SUPPLIED DATA:
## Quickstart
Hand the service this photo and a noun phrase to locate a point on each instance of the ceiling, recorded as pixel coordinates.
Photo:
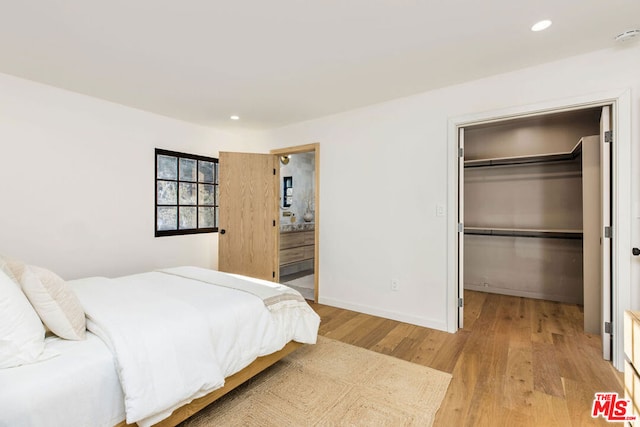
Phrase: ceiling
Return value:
(283, 61)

YOUR TASK:
Leave out every picture and transcribe the remaining entries exactly.

SOLUTION:
## Quickstart
Hand the service this photo and a noun phrase to locate a point on each instance of the ceiling, recorded as pixel coordinates.
Photo:
Phrase: ceiling
Return value:
(283, 61)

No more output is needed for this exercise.